[start PASSAGE TO READ]

It is worthwhile recalling that we explicitly set a very high number of write, so that the data set cannot fit in the memory. Indeed, when inserting a small number of rows, the resulting Cassandra stable file will likely be cached in memory by the OS, resulting in performance much better than usually seen in production.

The write performance that was reported by cassandra-stress were:

Screen Shot 2016-08-03 at 1.16.16 PM

Unsurprisingly, we observed the linear scaling in write performance that Cassandra architecture has been designed for: The Single DC has twice the amount of nodes compared to the Cassandra-only data center of the multi-DC. With a replication factor set to 3 in both cases, the Single DC has a write throughput twice faster than the multiDC. It is important to understand that in the case of the multi-DC, each insert is effectively written to all the 6 nodes, while in the case of the single-DC, the data ends up in only 3 nodes. In other words, if the data was inserted in the Single DC with a replication factor of 6, we would observe exactly the same write throughput on both clusters.

Maximum read performance

The read performance was assessed against “data1” for both clusters, using the following cassandra-stress command:

Screen Shot 2016-08-03 at 1.16.33 PM

As what was observed with the write test, the number of read per seconds that Cassandra can deliver scales with the number of nodes in the data center being used for the read.

Maximum read/write performance

The read/write cassandra-stress command allows to test the cluster’s performance by mixing reads and writes, as would be done in a production environment. The maximum read/write performance was assessed with:

Screen Shot 2016-08-03 at 1.16.54 PM
Note that the performance above has to be considered as a maximum peak performance. The number of sustained operations per second in production should be much lower, especially to allow backgrounds maintenance activities such as node repair, backup, and large compaction to run.

[end PASSAGE TO READ]

__SHORT TASK__:
Write out the Cassandra performance text in full, word for word. The entries have no connection to the Cassandra performance text.

[start PROVIDED DATA]

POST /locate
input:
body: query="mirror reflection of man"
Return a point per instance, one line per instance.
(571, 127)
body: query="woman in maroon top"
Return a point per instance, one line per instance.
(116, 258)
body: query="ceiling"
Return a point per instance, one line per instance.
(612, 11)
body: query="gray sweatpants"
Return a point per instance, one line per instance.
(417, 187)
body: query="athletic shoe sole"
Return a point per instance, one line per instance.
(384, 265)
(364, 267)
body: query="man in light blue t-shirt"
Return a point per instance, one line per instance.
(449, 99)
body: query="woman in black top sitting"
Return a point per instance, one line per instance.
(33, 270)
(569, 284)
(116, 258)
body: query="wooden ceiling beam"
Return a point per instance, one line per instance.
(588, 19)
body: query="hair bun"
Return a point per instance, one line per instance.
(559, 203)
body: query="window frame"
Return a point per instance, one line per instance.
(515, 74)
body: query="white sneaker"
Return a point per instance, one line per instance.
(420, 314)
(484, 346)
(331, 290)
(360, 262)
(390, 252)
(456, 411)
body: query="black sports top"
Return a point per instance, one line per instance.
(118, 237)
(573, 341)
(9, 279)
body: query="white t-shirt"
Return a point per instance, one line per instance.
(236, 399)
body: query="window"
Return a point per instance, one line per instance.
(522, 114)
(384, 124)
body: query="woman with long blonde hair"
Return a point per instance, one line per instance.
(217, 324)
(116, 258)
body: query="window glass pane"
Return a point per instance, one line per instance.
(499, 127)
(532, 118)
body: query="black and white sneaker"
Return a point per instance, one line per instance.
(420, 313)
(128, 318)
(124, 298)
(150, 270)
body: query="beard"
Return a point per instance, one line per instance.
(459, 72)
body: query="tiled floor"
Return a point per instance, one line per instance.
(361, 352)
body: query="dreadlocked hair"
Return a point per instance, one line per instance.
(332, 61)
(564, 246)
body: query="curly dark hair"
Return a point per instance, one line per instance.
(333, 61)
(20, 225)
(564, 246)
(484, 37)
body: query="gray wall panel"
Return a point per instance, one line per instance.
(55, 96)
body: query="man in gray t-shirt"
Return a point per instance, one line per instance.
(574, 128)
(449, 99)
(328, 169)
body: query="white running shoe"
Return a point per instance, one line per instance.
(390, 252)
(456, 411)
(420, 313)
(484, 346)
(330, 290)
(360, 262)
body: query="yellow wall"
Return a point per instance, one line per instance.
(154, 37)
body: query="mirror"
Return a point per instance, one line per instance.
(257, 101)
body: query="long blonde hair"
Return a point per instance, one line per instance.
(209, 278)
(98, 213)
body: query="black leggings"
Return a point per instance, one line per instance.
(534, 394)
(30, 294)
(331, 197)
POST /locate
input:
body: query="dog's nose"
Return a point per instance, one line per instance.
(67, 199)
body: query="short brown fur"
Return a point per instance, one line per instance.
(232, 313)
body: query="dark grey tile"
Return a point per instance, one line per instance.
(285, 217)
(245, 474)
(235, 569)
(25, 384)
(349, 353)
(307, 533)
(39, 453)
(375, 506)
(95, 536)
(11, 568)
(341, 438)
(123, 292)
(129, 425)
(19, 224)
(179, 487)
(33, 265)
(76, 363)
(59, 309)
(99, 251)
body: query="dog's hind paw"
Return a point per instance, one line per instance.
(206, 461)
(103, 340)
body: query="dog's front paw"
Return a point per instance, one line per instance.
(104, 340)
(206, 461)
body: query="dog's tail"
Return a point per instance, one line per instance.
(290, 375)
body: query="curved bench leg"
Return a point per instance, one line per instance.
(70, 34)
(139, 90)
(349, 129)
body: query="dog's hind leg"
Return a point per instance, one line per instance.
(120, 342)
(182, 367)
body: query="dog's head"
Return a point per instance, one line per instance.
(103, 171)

[end PROVIDED DATA]

__COMPLETED EXERCISE__:
It is worthwhile recalling that we explicitly set a very high number of write, so that the data set cannot fit in the memory. Indeed, when inserting a small number of rows, the resulting Cassandra stable file will likely be cached in memory by the OS, resulting in performance much better than usually seen in production.

The write performance that was reported by cassandra-stress were:

Screen Shot 2016-08-03 at 1.16.16 PM

Unsurprisingly, we observed the linear scaling in write performance that Cassandra architecture has been designed for: The Single DC has twice the amount of nodes compared to the Cassandra-only data center of the multi-DC. With a replication factor set to 3 in both cases, the Single DC has a write throughput twice faster than the multiDC. It is important to understand that in the case of the multi-DC, each insert is effectively written to all the 6 nodes, while in the case of the single-DC, the data ends up in only 3 nodes. In other words, if the data was inserted in the Single DC with a replication factor of 6, we would observe exactly the same write throughput on both clusters.

Maximum read performance

The read performance was assessed against “data1” for both clusters, using the following cassandra-stress command:

Screen Shot 2016-08-03 at 1.16.33 PM

As what was observed with the write test, the number of read per seconds that Cassandra can deliver scales with the number of nodes in the data center being used for the read.

Maximum read/write performance

The read/write cassandra-stress command allows to test the cluster’s performance by mixing reads and writes, as would be done in a production environment. The maximum read/write performance was assessed with:

Screen Shot 2016-08-03 at 1.16.54 PM
Note that the performance above has to be considered as a maximum peak performance. The number of sustained operations per second in production should be much lower, especially to allow backgrounds maintenance activities such as node repair, backup, and large compaction to run.